Exercise objective - Rewrite all of the entries with every "carved" replaced by "sculpted" and nothing else changed. Leave the pictures out of your answer.

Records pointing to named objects
──────

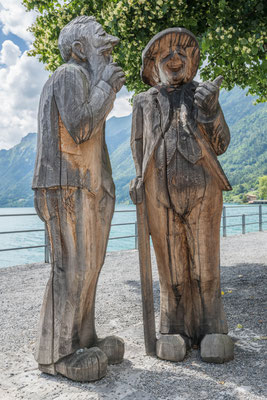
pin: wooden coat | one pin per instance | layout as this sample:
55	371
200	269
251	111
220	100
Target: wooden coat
151	119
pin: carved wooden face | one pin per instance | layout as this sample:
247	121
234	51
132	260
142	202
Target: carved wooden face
173	66
102	41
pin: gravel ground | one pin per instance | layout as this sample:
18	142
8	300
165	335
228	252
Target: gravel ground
244	262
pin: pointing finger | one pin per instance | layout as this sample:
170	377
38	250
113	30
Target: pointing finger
218	81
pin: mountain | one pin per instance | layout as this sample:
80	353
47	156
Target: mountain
244	161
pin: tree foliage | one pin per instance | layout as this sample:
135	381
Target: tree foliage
263	187
231	34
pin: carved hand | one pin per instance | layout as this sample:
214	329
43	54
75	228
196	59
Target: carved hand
114	76
206	96
136	190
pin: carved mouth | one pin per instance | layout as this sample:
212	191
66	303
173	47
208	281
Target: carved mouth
106	50
175	67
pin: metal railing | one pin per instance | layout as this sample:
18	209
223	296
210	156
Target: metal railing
46	241
224	227
243	218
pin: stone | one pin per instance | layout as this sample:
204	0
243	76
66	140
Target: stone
85	365
217	348
171	348
113	347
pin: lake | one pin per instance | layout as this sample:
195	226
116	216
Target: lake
123	214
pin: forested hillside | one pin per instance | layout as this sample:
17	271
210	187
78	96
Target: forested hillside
244	161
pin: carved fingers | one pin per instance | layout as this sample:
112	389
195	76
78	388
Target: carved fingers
114	76
207	94
136	190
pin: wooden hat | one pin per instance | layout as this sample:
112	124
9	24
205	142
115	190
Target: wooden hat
162	40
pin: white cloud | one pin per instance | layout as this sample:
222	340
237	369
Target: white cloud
20	86
21	82
122	107
15	19
10	53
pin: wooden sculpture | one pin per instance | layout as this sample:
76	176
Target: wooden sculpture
178	129
75	196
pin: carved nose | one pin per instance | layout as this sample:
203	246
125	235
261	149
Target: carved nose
176	59
114	40
175	62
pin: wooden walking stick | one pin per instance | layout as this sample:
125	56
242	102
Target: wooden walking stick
146	278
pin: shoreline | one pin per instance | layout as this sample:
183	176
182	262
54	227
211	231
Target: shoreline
118	311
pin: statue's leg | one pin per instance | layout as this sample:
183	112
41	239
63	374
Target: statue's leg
212	325
78	225
204	245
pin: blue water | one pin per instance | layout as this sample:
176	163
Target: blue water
8	258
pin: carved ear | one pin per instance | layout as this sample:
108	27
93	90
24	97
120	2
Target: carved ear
78	50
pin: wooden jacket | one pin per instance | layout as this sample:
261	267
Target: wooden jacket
71	147
151	119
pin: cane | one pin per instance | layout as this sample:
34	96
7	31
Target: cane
146	278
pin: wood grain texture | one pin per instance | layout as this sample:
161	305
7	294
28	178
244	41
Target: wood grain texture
75	196
178	129
146	279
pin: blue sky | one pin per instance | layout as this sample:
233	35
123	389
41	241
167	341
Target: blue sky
22	77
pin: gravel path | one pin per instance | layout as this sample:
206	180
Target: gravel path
244	262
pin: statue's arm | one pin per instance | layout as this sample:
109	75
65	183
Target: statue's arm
210	117
215	130
81	106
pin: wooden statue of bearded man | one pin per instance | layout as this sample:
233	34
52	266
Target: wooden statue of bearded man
75	197
178	130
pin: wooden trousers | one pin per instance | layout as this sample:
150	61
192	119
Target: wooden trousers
187	248
78	225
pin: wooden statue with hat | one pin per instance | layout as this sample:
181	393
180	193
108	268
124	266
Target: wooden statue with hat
178	130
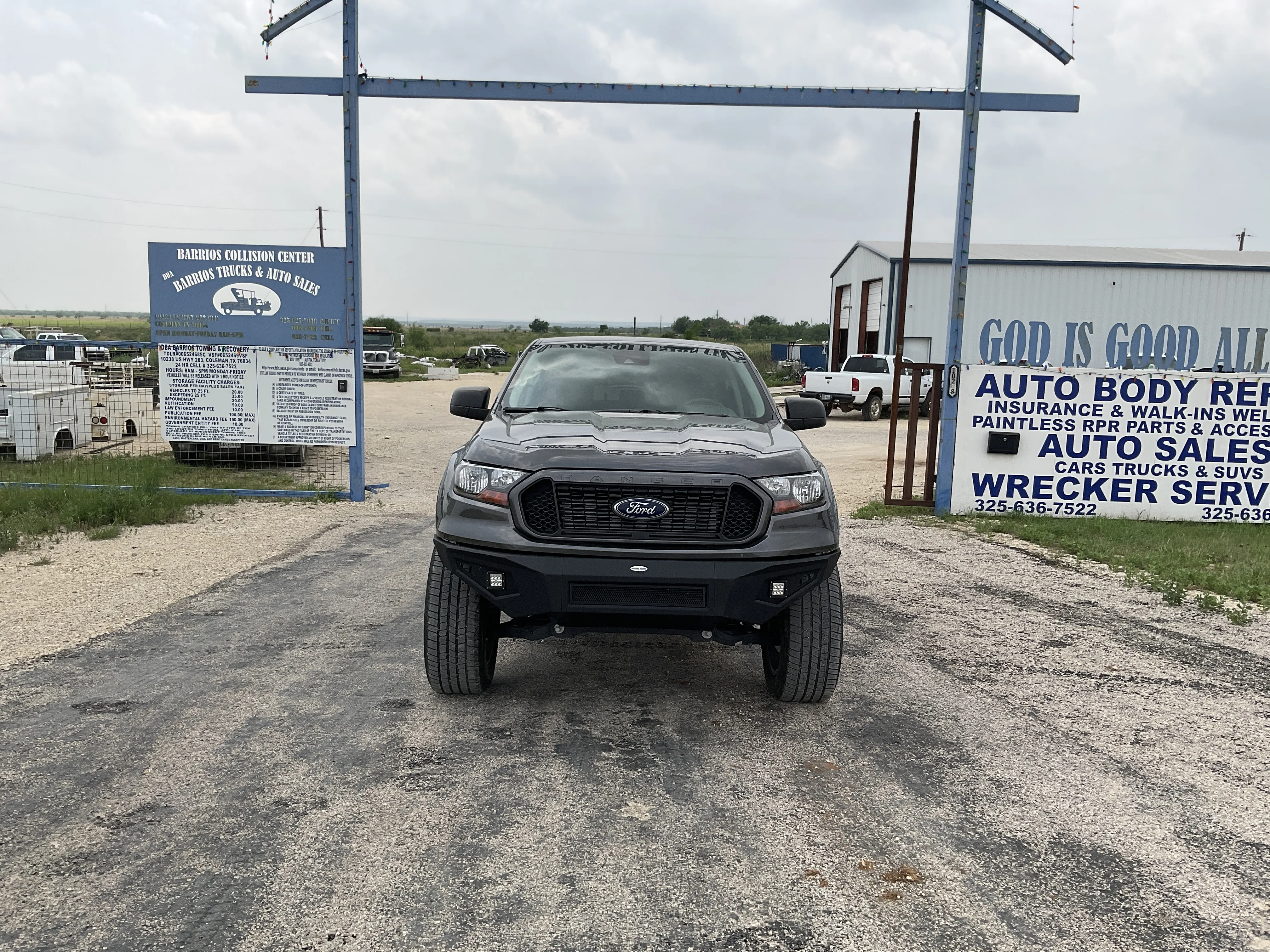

──────

Result -
pin: wooden coat | one pin per instance | layout as this sample:
55	371
200	269
251	111
220	100
Target: wooden coat
151	119
pin: sculpted wooden face | one pin per instance | layout as this sample:
247	121
234	51
132	260
142	202
Target: sculpted wooden face
173	66
102	41
pin: gravel ground | one pin per instance | layout as this sample:
18	142
8	300
165	335
228	252
Target: gravel ground
244	262
pin: pointing finger | one pin per instance | layout as this sample:
170	377
38	250
113	30
Target: pointing finger
218	81
pin: mountain | one pin per instance | layout as this sample:
80	353
47	156
Target: mountain
244	161
pin: tree foliage | one pin per instance | layout as this sample:
135	381
Target: tree foliage
263	187
231	34
pin: sculpted hand | one pin per instance | layout as this sample:
214	329
43	54
75	228
196	59
Target: sculpted hand
114	76
206	96
136	190
pin: sculpted mouth | one pin per instance | layout as this sample:
212	191
66	303
173	47
208	281
Target: sculpted mouth
106	50
175	67
pin: metal railing | one pin per instance | layout as this sample:
18	209
223	296
210	156
Target: metal railing
46	241
224	227
243	218
pin: stone | one pin per instance | layout as this sample:
204	0
243	76
66	140
Target: stone
85	365
217	348
171	348
113	347
pin: lake | one pin per instance | layout as this sample:
195	226
116	216
Target: lake
123	214
pin: forested hillside | one pin per instance | layout as this sample:
17	271
210	187
78	96
Target: forested hillside
244	161
pin: sculpted fingers | one pin per instance | layout as this sample:
112	389
195	76
78	388
Target: sculpted fingers
114	76
207	94
136	190
pin: wooden hat | one pin per instance | layout as this sample:
112	124
9	24
205	142
115	190
Target: wooden hat
162	40
pin: white cloud | one pin per instance | layout as this sample:
222	340
237	369
Target: white cloud
20	86
21	82
122	107
15	19
10	53
pin: wooden sculpture | one pin per instance | layout as this sample:
76	176
Target: wooden sculpture
178	129
75	196
pin: sculpted nose | one pin per instance | layout as this sample:
203	246
125	235
261	149
Target: sculpted nose
176	59
114	40
175	62
pin: wooden walking stick | one pin per instance | layout as this sample:
125	56
242	102
Target: wooden walking stick
146	278
pin: shoreline | one pin per instance | layout as this sample:
183	176
182	262
54	227
211	231
Target: shoreline
118	311
pin: statue's leg | one pin per instance | layout as this sample:
183	112
41	239
63	374
Target: statue's leg
212	325
78	225
204	245
pin: blue water | one pin per instance | layout as this sample:
176	163
Target: blue water
8	258
pin: sculpted ear | one pin per instance | layout as this sample:
108	27
93	90
24	97
120	2
Target: sculpted ear
78	50
pin: wooden jacket | one pin per instance | layout as this sample:
261	267
Target: wooden jacket
71	147
151	119
pin: cane | one pin per instance | layout as this sample:
34	96
7	31
Target: cane
146	278
pin: wood grain texture | one pin per instance | layout as this sample:
161	305
7	294
28	178
244	41
Target: wood grain texture
75	196
178	129
146	279
pin: blue sky | one pin per instance | layout as this sample:
233	35
123	389
41	241
167	341
Target: blue sky
22	77
pin: gravel path | one pin per instance | layout as this sample:
206	180
Target: gravel path
244	262
pin: statue's arm | one pin per instance | layout as this sample:
109	75
65	183
Target: statue's arm
210	117
215	130
81	106
pin: wooden statue of bearded man | one pin per instance | layout as this sample:
233	34
52	266
Target: wooden statue of bearded man
75	197
178	130
pin: wooden trousers | one pin per instance | layout as this sample:
150	61
192	119
Target: wooden trousers
187	248
78	225
pin: wooden statue with hat | one pin per instance | layout as this sample:
181	393
180	193
108	268
124	266
Target: wooden statue with hat
178	130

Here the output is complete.